WHAT YOU NEED TO DO: Reproduce the listing below verbatim, every line in its original order and without changes.
^^^^^^^^^^^^^^^^
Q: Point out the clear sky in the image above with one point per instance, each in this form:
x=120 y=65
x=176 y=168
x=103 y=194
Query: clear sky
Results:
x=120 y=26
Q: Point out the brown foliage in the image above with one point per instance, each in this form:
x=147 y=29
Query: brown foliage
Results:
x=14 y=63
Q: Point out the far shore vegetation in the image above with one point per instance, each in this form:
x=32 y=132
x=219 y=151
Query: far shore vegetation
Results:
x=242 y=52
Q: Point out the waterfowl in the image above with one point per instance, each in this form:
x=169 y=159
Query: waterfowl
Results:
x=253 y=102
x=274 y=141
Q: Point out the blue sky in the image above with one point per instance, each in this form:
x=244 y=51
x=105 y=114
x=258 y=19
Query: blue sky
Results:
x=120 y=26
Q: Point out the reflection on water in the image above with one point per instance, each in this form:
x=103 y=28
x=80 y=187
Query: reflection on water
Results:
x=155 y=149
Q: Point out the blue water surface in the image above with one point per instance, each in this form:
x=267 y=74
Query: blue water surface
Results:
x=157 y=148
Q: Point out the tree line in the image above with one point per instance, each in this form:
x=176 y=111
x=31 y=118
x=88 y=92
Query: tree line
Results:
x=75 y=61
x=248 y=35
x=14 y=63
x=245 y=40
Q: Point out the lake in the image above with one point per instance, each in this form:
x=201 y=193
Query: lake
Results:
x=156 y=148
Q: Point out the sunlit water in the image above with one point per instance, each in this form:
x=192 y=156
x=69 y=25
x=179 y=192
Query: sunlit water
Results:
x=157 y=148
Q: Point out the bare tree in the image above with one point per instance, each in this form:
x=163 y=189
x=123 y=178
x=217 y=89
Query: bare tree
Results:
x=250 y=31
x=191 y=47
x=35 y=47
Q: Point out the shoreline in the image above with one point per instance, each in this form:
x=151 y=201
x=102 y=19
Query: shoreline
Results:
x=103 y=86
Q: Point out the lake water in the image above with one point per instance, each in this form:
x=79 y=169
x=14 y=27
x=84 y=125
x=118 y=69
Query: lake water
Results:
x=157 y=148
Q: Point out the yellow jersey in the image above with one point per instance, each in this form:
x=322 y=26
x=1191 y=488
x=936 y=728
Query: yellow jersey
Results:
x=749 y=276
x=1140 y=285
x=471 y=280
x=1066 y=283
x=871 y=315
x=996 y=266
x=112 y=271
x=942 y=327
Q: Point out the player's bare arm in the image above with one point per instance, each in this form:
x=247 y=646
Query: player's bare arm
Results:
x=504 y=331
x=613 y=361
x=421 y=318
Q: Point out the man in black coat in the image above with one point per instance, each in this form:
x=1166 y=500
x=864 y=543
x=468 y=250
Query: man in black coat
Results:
^^^^^^^^^^^^^^^^
EXPECTED ANSWER:
Q: Point out the clear sky in the image above with one point per instance, each in this form:
x=120 y=65
x=176 y=168
x=103 y=194
Query: clear sky
Results:
x=120 y=26
Q: Point out the brown foliage in the image above with one point per instance, each in this form:
x=147 y=29
Query: brown foliage
Results:
x=14 y=63
Q: Point out the far shore vegetation in the image above with one point per instance, each in this form:
x=32 y=132
x=219 y=151
Query: far shore vegetation
Results:
x=242 y=52
Q: Point out the waterfowl in the image above with one point per instance, each in this form:
x=169 y=159
Query: waterfowl
Results:
x=253 y=102
x=274 y=141
Q: Point out the blue sky in the image above with one point per instance, each in this form:
x=244 y=51
x=105 y=114
x=258 y=19
Query: blue sky
Results:
x=120 y=26
Q: Point out the reflection on water in the image above with one point per instance, each in this form:
x=103 y=28
x=80 y=187
Query: reflection on water
Results:
x=155 y=149
Q: Point out the blue water surface in the image above with one point per instance, each in this form:
x=267 y=74
Query: blue water surface
Results:
x=157 y=148
Q: Point out the tree line in the image above with one point per instance, each in this form:
x=176 y=111
x=31 y=118
x=88 y=92
Query: tree line
Results:
x=75 y=61
x=248 y=35
x=14 y=63
x=245 y=40
Q: Point out the lake in the image above with one point per instance, each in this form:
x=201 y=193
Query: lake
Results:
x=156 y=148
Q: Point out the sunlit water in the image above with one point per instance, each in this form:
x=192 y=156
x=69 y=25
x=179 y=192
Query: sunlit water
Results:
x=157 y=148
Q: Point out the bare tree in the image above with one point per instance, each in this form:
x=163 y=189
x=123 y=178
x=217 y=89
Query: bare tree
Results:
x=250 y=31
x=191 y=47
x=35 y=47
Q: Point out the shoreline in the image above with one point per instance, each in this form:
x=151 y=201
x=102 y=19
Query: shoreline
Results:
x=103 y=86
Q: Point out the lake water in the image above with one point per instance, each in this form:
x=79 y=169
x=14 y=27
x=84 y=125
x=118 y=69
Query: lake water
Results:
x=157 y=148
Q: Point out the yellow jersey in the image above with one point per instance, each in this form:
x=322 y=26
x=1191 y=488
x=936 y=728
Query: yellow jersey
Results:
x=749 y=276
x=1140 y=285
x=471 y=280
x=1066 y=283
x=871 y=315
x=996 y=266
x=112 y=271
x=942 y=327
Q: Point out the player's bare arm in the image above with one point per instance, each in this form:
x=247 y=646
Query: player's bare arm
Results:
x=504 y=331
x=613 y=361
x=421 y=318
Q: Point out the man in black coat in the image above with one point per instance, each in this form:
x=1166 y=500
x=864 y=543
x=468 y=250
Query: man in black coat
Results:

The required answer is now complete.